__EXERCISE INSTRUCTIONS__
Pick out every line in the records below that contains the string "stanchion", and copy each one. The match is case-sensitive.

__ITEMS__
□ □ □ □

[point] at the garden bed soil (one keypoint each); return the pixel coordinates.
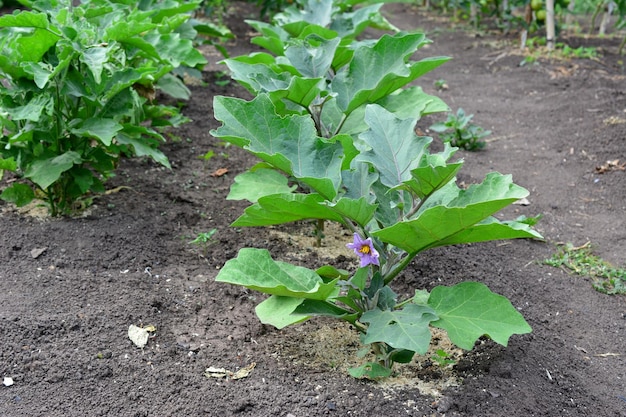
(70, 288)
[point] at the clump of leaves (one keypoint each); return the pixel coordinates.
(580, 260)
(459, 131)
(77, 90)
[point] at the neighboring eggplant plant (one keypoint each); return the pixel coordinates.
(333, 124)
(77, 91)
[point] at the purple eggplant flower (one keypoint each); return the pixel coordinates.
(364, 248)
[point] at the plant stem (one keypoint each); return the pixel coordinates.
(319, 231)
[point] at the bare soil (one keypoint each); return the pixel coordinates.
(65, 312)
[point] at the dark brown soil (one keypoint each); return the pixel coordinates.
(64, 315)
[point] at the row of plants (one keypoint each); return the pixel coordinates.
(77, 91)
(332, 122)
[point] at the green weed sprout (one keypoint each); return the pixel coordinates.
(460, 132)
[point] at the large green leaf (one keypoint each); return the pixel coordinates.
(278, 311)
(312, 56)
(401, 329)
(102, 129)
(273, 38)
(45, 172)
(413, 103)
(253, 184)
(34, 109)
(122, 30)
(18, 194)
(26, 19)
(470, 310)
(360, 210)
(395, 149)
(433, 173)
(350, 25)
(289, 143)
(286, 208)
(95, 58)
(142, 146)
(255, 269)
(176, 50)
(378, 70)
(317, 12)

□ □ □ □

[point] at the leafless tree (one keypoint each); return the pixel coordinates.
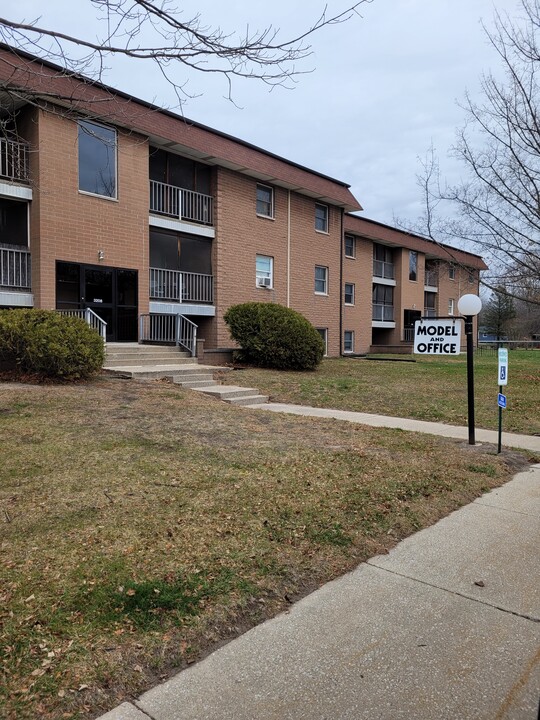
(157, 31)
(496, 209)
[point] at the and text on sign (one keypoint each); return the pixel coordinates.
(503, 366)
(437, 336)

□ □ □ □

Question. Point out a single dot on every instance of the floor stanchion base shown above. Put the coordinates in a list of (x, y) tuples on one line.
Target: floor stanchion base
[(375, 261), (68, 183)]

□ □ □ □

__RESPONSE BELOW__
Question. Point out a single dot on every instance of the floor stanchion base shown above. Put the coordinates in a list of (x, y) tuples on one line.
Target: floor stanchion base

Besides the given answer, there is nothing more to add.